» The problem: Below this line is a set of entries; quote exactly the lines from the line that contains "Tag the podium" to the line that contains "Tag the desktop", both lines included.

» Excerpted data:
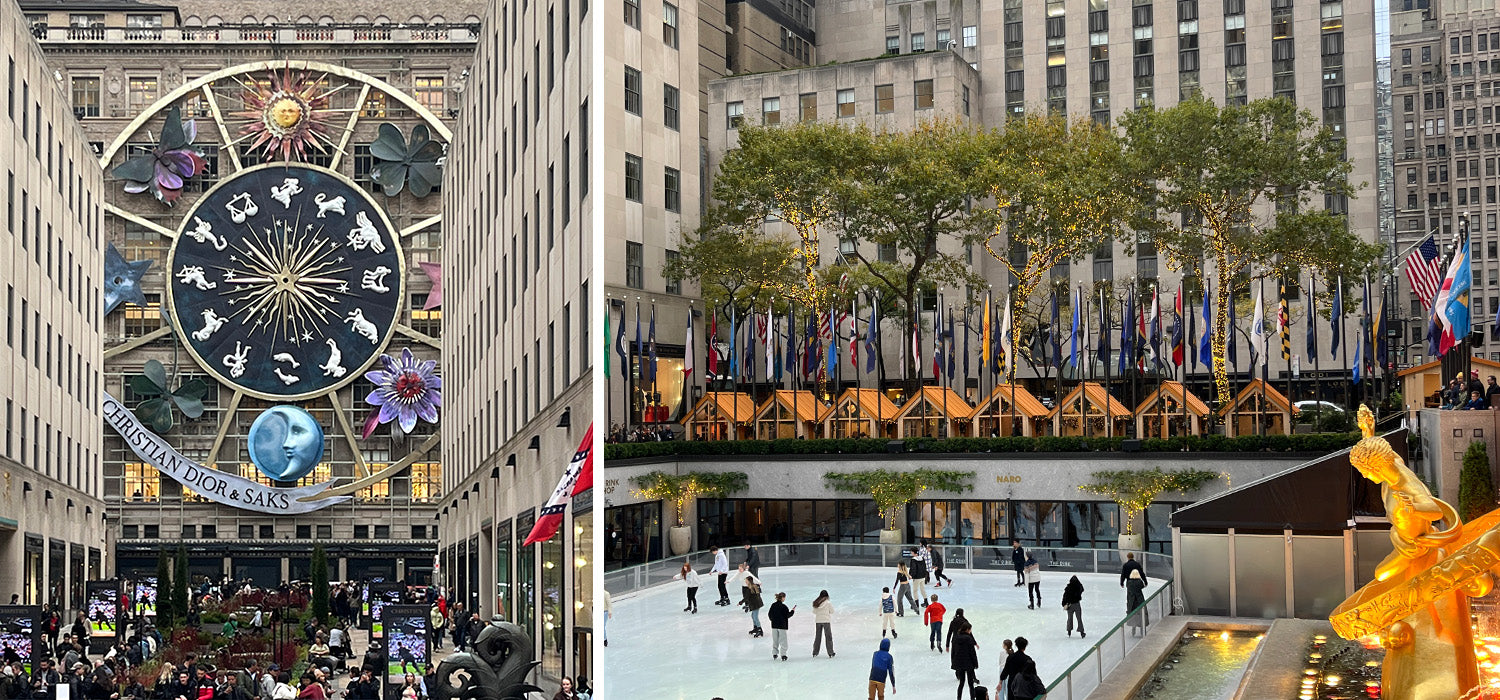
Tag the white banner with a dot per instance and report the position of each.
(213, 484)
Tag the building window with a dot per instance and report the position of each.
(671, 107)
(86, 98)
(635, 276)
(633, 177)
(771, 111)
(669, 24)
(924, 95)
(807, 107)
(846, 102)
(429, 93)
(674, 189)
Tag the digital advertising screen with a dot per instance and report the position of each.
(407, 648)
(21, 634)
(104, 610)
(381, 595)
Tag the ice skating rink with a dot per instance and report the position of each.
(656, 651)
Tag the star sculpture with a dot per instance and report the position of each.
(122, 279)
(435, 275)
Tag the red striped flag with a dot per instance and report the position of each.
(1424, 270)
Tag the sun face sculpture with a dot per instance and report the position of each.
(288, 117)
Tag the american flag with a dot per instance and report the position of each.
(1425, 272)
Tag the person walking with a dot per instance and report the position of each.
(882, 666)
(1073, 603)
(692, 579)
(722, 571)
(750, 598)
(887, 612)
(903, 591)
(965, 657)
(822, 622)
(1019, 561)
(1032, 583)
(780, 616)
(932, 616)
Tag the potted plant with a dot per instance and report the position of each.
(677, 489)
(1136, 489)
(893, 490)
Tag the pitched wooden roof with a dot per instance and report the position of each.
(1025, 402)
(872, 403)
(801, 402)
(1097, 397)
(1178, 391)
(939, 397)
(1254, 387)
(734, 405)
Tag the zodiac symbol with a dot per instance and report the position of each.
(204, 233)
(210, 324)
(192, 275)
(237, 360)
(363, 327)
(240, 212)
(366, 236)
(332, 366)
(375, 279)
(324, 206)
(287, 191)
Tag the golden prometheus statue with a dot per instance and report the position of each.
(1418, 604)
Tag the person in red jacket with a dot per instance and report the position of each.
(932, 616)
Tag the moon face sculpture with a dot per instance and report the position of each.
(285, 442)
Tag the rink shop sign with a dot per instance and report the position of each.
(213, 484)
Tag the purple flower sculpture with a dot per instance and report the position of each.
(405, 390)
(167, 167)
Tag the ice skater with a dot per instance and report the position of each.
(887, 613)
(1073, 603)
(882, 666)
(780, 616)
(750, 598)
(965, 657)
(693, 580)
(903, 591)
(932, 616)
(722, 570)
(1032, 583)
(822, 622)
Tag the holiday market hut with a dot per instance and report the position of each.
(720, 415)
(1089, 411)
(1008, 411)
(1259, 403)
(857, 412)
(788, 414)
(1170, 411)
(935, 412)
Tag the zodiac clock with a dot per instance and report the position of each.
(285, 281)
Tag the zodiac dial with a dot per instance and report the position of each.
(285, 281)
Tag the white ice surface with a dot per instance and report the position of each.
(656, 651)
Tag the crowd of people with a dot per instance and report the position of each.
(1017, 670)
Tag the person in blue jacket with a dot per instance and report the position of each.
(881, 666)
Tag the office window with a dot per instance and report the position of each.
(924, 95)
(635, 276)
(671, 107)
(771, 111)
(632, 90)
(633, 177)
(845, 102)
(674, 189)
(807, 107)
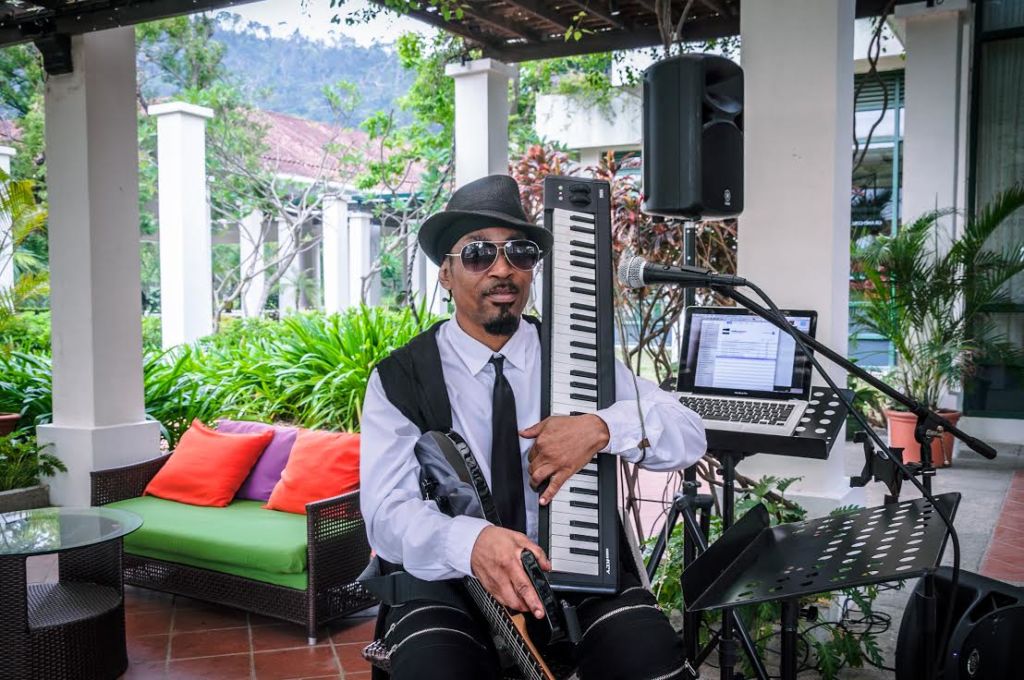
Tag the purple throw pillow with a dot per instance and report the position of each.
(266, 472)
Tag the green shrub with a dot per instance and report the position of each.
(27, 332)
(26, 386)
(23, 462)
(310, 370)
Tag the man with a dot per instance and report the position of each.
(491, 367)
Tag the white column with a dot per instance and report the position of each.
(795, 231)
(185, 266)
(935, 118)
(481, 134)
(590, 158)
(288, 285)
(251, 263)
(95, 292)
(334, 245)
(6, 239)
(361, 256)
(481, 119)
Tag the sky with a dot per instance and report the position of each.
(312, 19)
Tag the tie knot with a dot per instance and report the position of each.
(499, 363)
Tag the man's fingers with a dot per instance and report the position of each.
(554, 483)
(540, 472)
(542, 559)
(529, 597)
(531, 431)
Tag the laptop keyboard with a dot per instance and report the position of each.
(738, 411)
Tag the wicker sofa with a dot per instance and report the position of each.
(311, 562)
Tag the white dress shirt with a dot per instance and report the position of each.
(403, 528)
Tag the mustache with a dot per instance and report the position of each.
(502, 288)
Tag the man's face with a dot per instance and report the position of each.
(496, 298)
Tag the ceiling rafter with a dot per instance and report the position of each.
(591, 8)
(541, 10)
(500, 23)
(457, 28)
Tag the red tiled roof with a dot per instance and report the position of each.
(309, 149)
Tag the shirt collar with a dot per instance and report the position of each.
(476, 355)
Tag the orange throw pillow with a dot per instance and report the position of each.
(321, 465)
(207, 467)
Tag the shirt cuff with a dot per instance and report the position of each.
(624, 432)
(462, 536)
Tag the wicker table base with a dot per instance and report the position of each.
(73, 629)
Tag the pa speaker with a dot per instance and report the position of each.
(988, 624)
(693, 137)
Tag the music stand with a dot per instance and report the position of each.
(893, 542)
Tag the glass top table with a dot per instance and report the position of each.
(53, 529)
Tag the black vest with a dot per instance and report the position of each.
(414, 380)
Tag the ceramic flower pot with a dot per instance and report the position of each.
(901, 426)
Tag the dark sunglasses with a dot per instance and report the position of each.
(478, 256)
==
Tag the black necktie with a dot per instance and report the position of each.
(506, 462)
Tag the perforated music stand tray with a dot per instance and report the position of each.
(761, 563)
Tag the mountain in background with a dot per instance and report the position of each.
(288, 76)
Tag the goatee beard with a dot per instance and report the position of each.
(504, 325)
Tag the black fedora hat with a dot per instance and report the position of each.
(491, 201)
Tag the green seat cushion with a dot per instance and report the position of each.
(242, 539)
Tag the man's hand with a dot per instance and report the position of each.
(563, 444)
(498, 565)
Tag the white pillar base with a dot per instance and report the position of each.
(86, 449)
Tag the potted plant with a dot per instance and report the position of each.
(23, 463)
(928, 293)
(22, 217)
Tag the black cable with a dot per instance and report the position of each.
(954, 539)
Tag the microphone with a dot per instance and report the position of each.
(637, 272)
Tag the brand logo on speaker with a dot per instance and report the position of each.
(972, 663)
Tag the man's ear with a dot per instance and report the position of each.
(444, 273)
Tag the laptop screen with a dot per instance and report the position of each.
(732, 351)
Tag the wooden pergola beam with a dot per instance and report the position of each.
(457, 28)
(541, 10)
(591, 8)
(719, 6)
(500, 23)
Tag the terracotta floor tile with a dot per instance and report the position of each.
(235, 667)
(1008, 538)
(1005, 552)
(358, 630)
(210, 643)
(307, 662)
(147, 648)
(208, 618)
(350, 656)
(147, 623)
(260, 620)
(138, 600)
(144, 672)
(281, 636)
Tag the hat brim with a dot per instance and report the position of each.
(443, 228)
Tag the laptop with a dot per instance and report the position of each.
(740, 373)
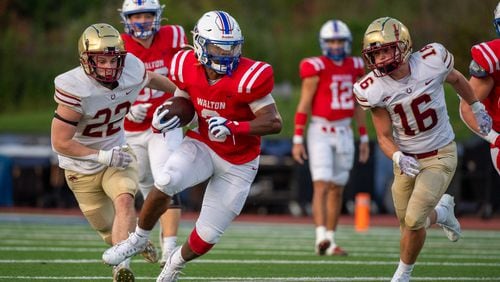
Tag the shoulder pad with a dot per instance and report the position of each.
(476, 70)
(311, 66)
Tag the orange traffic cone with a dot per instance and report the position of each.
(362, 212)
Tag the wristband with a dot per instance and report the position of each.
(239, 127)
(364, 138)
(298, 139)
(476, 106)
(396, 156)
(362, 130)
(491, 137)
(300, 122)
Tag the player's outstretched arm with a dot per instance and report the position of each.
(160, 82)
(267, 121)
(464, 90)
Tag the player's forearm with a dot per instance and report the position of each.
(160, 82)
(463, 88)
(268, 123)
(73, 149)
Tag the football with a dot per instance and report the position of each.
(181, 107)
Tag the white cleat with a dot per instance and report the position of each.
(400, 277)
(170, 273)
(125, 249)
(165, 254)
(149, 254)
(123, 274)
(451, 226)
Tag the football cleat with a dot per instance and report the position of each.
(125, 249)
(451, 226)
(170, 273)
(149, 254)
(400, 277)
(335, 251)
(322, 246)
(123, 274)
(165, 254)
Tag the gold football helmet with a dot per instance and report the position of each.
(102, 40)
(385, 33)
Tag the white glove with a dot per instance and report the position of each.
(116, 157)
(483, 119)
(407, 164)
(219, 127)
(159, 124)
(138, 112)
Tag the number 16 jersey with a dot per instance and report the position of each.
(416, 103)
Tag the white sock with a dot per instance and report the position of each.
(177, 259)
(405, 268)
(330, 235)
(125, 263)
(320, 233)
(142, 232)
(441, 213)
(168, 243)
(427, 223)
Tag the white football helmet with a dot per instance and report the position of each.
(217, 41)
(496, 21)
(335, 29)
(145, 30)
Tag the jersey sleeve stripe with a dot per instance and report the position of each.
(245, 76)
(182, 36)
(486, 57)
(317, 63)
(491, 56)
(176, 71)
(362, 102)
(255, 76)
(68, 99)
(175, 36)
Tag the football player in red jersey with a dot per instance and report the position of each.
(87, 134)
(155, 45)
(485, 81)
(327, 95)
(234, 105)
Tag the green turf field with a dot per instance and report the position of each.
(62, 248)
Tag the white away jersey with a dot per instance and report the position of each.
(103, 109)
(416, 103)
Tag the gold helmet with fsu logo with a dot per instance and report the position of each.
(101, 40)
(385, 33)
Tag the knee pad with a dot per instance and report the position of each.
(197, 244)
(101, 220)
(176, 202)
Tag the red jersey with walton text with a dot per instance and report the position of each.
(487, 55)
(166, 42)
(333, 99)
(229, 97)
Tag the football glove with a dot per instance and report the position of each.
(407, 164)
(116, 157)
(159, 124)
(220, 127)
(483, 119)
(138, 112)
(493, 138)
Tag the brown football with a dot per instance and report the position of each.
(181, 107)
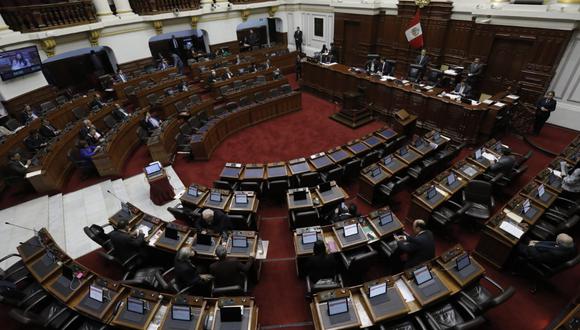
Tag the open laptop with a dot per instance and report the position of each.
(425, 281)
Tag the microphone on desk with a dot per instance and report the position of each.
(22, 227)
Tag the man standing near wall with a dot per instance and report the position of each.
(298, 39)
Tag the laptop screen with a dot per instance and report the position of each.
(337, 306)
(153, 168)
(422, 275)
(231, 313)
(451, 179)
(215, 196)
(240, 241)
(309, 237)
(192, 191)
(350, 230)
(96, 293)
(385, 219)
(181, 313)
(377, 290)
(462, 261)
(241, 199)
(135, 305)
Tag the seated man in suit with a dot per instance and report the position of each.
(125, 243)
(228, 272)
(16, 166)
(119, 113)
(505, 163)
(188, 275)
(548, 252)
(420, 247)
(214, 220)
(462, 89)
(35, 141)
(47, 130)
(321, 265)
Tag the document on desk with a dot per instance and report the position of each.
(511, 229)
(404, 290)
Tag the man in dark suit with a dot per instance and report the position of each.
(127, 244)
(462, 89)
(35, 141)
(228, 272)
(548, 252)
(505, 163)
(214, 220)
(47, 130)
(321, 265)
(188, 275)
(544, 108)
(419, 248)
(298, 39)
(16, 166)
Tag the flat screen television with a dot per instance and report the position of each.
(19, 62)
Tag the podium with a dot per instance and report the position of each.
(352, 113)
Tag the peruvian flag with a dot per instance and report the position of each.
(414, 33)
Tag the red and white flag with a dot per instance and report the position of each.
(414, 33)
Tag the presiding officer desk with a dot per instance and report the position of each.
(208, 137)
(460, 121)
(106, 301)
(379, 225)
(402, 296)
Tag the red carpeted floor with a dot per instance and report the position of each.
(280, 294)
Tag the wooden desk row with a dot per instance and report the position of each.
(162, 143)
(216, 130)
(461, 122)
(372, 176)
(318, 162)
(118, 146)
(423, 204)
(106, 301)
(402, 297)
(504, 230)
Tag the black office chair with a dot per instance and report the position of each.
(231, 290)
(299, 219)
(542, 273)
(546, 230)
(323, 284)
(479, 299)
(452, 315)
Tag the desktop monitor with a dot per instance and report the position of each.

» Result for this task:
Tag the podium with a dot per instance and report the position of each.
(352, 113)
Tag the peruvian flag with a dot per instance and report the position of each.
(414, 33)
Tag the red and white flag with a dot per instance and report the position of each.
(414, 33)
Tag the presiding officer desk with a dot per instance and report the position of each.
(208, 137)
(460, 121)
(106, 301)
(379, 225)
(402, 296)
Tag the red carpeted floor with a dot per instance and report the position of each.
(280, 294)
Tag the wooden desk row with a dot per instance and report the position of each.
(162, 143)
(216, 130)
(461, 122)
(372, 176)
(318, 162)
(118, 146)
(423, 204)
(106, 301)
(402, 297)
(504, 230)
Tag the black office chair with a dot per instance and report the position of each.
(231, 290)
(299, 219)
(542, 273)
(546, 230)
(323, 284)
(479, 299)
(452, 315)
Tag the desktop monitor with a dot per instance and report the position of each.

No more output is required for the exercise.